* _Source passage_
>> start

The advantages of the attention mechanism in image steganography are mainly reflected in its ability to focus on key areas of the image. By doing so, it can more accurately hide secret information and simultaneously enhance the imperceptibility of the hidden information. The attention mechanism has the ability to dynamically adjust the focus based on the image content. This enables the hidden information to blend better with the natural structure of the image, thus enhancing the quality of the stego image. Moreover, the attention mechanism can capture long-range dependencies within the image, aiding in more effectively embedding and extracting information in complex image backgrounds, thereby enhancing the robustness and security of steganographic methods. However, the traditional attention mechanism—Transformer architecture [36]—has limitations in processing long sequences, as its self-attention mechanism has a computational complexity of

O (N^{2})

, which leads to significant memory and computational bottlenecks when handling high-resolution images.

Mamba [37] is an advanced state space model (SSM) proposed by Albert Gu and Tri Dao, among others, aimed at efficiently handling complex, data-intensive sequences. It models the system using differential equations of linear time-invariant systems, incorporating selective state space, allowing the model to selectively propagate or suppress information based on each step’s input. The model enables the processing of sequences linearly according to their length, addressing the high computational complexity issue of traditional Transformers when handling long sequences. This provides a new theoretical framework for modeling global dependencies in high-resolution images.

Researchers have extended the application of the Mamba architecture to the field of computer vision. Liu et al. [38] adapted the state space model Mamba from the language domain into the visual backbone network VMamba, which has a linear time complexity. At the same time, a two-dimensional selective scan (SS2D) was introduced. This SS2D connects one-dimensional array scanning with two-dimensional plane traversal, enabling the state space model to be effectively applied to the processing of visual data. It divides the image into multi-directional scanning paths to simulate the spatial continuity of the image. State transfer is dynamically adjusted in 2D scanning through the selective mechanism of the SSM. VMamba has performed excellently in various visual tasks, such as image classification, object detection, and semantic segmentation.

Therefore, this paper is dedicated to studying the use of Mamba in image steganography tasks and proposes an invertible robust steganography network based on the Mamba architecture.

3. Proposed Method

This section proposes an invertible steganography network with stronger robustness (MRIN).

3.1. Invertible Feature Mapping Mechanism

This method constructs a bidirectional mapping system through an invertible neural network (INN) [14], modeling secret image embedding and extraction processes as strictly reversible mathematical transformations. Given the cover image

I_{c o} \in R^{H \times W \times 3}

, it is decomposed into four-channel frequency domain features through the discrete wavelet transform (DWT).

>> end

* _Supplied information_
>> start

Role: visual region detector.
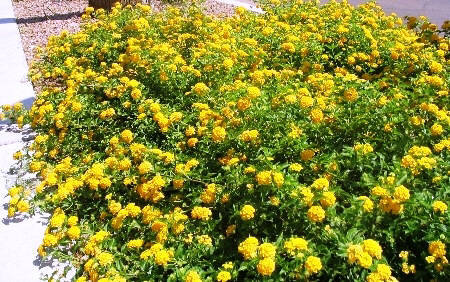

>> end

* _Problem 1_
Copy the passage on Mamba and image steganography word for word, starting with "This section proposes" and going on through "wavelet transform (DWT).".
* _Problem 2_
In the passage on Mamba and image steganography, what does the two-dimensional selective scan (SS2D) connect?

* _Correct output 1_
This section proposes an invertible steganography network with stronger robustness (MRIN).

3.1. Invertible Feature Mapping Mechanism

This method constructs a bidirectional mapping system through an invertible neural network (INN) [14], modeling secret image embedding and extraction processes as strictly reversible mathematical transformations. Given the cover image

I_{c o} \in R^{H \times W \times 3}

, it is decomposed into four-channel frequency domain features through the discrete wavelet transform (DWT).

* _Correct output 2_
It connects one-dimensional array scanning with two-dimensional plane traversal.